Dataset excerpt
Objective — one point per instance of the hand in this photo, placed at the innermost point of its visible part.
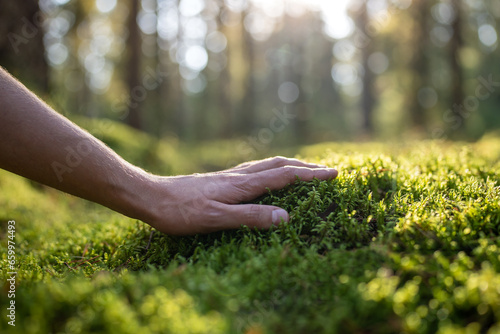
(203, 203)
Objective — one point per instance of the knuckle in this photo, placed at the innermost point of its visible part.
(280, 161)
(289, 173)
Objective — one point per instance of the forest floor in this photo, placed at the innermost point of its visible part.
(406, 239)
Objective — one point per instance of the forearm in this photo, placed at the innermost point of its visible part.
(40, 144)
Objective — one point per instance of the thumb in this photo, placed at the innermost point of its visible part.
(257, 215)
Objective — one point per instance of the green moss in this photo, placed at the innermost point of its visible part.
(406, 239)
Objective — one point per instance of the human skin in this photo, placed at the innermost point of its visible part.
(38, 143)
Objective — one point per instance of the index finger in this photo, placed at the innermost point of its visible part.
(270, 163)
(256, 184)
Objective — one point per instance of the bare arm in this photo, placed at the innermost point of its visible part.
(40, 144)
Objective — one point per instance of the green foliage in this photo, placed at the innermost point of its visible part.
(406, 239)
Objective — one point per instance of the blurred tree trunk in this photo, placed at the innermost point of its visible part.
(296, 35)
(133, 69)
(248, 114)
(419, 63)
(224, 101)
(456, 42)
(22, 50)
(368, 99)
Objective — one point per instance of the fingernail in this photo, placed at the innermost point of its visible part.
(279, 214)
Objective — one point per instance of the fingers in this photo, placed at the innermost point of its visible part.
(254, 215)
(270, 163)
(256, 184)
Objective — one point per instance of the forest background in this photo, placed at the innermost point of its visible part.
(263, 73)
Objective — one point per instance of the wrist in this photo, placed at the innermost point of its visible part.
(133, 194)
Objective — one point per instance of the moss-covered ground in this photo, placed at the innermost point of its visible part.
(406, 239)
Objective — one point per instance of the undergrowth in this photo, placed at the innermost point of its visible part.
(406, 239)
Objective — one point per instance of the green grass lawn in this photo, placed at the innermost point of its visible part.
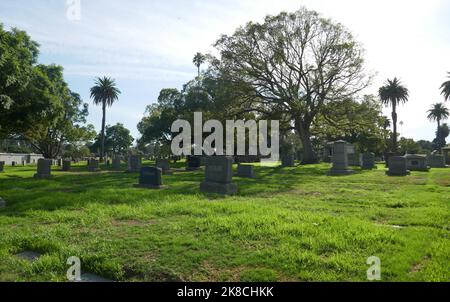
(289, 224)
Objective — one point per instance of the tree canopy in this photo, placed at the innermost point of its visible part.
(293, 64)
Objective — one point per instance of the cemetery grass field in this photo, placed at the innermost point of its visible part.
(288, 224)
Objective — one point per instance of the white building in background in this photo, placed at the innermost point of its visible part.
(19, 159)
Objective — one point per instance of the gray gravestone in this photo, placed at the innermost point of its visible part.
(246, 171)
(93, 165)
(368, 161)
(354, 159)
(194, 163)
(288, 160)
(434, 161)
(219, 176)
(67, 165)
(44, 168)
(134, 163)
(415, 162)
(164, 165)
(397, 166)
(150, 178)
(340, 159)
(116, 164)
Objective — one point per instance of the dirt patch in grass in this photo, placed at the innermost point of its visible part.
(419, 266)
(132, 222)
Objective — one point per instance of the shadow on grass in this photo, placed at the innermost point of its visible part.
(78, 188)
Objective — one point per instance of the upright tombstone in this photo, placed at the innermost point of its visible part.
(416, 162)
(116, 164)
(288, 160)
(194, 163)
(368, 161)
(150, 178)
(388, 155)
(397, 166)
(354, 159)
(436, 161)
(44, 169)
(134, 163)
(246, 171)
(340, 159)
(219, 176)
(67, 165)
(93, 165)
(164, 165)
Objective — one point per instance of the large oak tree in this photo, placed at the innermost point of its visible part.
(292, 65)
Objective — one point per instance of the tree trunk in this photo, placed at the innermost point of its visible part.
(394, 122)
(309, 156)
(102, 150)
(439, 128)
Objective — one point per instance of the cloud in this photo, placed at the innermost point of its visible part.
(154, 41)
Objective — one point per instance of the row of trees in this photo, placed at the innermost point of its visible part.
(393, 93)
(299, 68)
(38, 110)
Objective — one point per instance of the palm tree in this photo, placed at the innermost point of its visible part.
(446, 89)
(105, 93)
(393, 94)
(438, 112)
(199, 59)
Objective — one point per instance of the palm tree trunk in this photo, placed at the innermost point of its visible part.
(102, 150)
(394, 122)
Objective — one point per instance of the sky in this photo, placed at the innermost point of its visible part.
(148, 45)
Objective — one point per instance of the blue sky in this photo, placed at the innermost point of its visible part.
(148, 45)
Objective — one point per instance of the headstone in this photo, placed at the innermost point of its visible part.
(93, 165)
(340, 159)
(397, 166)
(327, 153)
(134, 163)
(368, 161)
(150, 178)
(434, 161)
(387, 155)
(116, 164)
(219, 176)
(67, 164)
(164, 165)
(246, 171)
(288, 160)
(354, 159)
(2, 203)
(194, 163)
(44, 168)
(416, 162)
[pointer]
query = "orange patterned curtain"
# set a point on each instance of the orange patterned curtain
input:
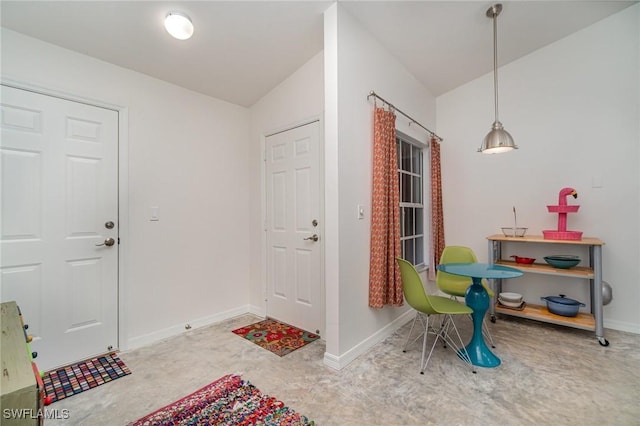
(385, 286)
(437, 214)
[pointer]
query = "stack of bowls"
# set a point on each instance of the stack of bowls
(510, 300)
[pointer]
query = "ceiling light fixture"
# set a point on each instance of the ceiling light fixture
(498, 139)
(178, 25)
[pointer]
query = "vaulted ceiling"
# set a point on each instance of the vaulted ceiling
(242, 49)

...

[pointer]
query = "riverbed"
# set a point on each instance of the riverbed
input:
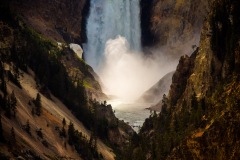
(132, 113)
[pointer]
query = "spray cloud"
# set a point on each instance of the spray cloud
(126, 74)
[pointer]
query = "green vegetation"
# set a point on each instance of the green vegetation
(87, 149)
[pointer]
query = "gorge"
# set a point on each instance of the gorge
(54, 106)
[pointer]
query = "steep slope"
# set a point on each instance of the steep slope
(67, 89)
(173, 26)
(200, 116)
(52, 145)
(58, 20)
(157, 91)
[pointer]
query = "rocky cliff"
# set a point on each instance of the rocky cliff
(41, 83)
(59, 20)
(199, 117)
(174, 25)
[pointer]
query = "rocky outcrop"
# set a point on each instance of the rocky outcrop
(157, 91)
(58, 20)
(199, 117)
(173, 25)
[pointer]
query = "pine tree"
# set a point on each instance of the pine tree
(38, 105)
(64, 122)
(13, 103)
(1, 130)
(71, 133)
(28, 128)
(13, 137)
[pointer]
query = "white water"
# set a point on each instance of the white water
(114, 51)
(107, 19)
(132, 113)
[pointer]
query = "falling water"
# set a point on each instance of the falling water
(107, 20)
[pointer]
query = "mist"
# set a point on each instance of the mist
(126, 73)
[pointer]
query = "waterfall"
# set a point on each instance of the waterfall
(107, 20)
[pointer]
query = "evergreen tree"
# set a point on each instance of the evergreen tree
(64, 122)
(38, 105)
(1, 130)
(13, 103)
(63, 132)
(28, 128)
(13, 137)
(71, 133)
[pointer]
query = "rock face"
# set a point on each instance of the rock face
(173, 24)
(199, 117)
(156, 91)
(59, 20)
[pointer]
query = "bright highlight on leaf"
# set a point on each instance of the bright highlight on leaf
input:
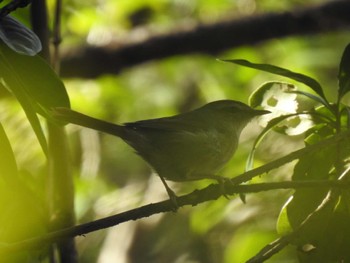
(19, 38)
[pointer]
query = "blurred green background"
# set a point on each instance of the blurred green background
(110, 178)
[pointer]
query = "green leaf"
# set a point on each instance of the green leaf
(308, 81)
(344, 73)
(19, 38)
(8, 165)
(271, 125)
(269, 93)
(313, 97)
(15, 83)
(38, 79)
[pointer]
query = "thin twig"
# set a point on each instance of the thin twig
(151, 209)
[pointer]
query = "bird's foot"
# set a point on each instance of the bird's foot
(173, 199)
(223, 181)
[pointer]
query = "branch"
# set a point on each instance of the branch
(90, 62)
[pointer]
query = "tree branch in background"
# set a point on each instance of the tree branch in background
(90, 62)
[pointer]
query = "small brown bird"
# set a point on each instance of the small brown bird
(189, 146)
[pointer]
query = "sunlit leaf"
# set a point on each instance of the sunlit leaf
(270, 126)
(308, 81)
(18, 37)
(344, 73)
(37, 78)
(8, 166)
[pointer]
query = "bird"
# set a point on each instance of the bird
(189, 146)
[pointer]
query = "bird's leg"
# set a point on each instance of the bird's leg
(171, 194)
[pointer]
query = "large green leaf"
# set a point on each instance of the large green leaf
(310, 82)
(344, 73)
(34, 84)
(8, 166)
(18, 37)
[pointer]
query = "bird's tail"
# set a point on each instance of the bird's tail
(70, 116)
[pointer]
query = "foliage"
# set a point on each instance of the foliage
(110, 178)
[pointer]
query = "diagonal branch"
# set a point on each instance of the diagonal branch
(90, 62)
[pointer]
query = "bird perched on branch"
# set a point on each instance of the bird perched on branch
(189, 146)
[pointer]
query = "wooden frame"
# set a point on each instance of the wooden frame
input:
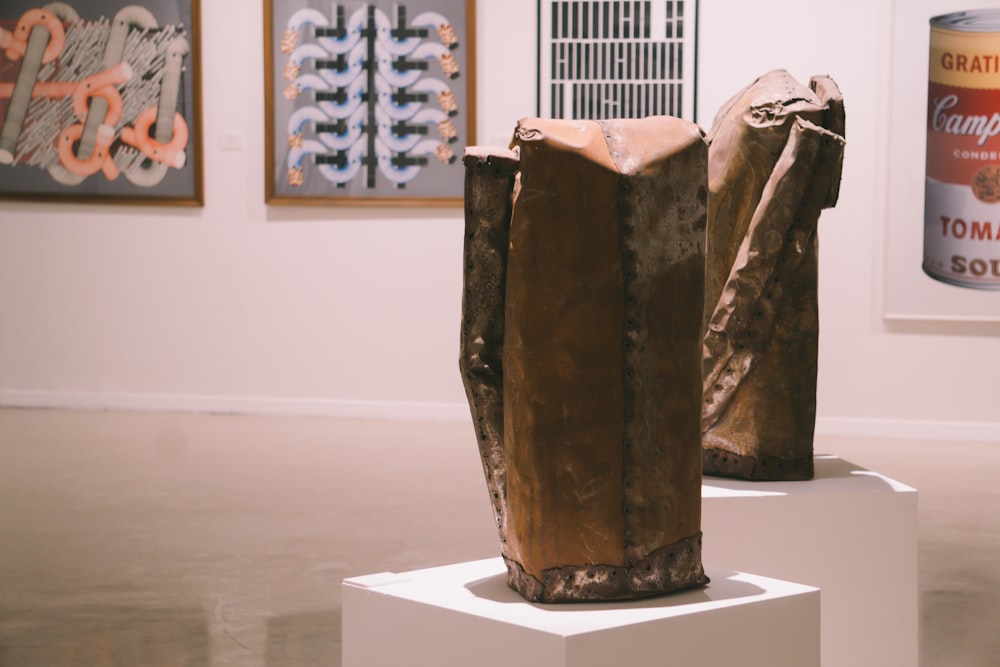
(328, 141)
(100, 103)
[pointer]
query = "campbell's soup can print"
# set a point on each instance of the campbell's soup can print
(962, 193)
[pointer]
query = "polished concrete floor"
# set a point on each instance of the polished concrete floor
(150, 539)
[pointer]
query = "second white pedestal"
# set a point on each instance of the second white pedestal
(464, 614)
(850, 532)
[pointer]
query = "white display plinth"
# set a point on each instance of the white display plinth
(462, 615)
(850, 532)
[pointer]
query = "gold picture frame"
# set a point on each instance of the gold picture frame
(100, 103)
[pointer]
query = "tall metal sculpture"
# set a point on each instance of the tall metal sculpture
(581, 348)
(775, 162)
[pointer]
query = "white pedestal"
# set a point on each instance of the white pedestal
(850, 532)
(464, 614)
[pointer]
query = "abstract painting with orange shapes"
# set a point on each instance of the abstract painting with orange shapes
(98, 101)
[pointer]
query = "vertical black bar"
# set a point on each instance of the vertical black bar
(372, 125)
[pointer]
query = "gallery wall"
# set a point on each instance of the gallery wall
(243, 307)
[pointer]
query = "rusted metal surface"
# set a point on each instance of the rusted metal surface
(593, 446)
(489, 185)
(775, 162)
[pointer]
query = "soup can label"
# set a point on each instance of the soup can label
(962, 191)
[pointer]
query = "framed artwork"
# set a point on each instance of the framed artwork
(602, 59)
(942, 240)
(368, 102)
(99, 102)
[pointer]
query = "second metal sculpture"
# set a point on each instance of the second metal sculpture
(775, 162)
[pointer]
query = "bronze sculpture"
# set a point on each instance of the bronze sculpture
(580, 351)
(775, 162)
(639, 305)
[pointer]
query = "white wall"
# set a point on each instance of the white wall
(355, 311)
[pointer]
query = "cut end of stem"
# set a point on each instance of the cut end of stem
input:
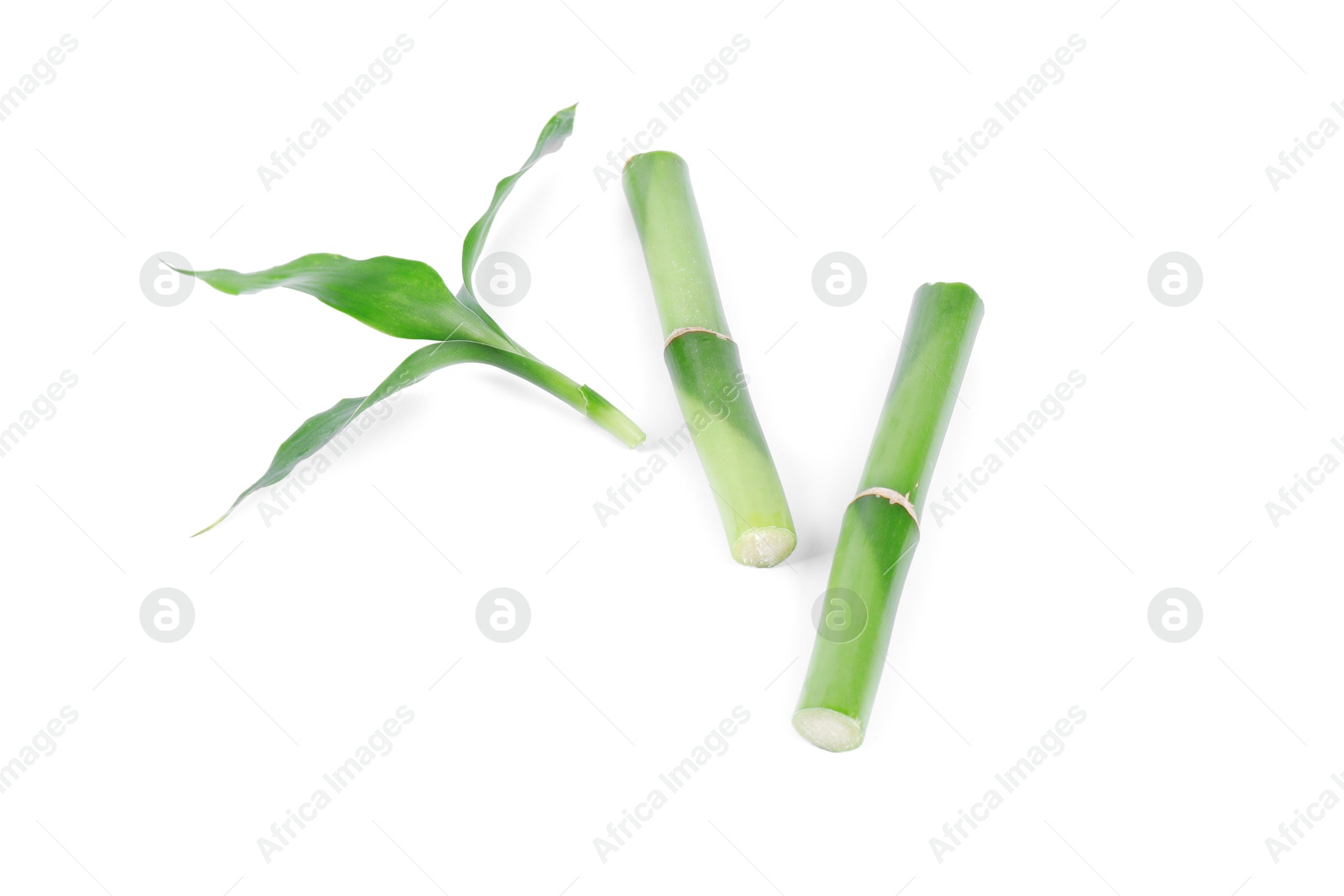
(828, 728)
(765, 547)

** Task prompt **
Tally the lines in the entries above that contain the string "pedestal", matching case exactly, and give only the number.

** Problem solution **
4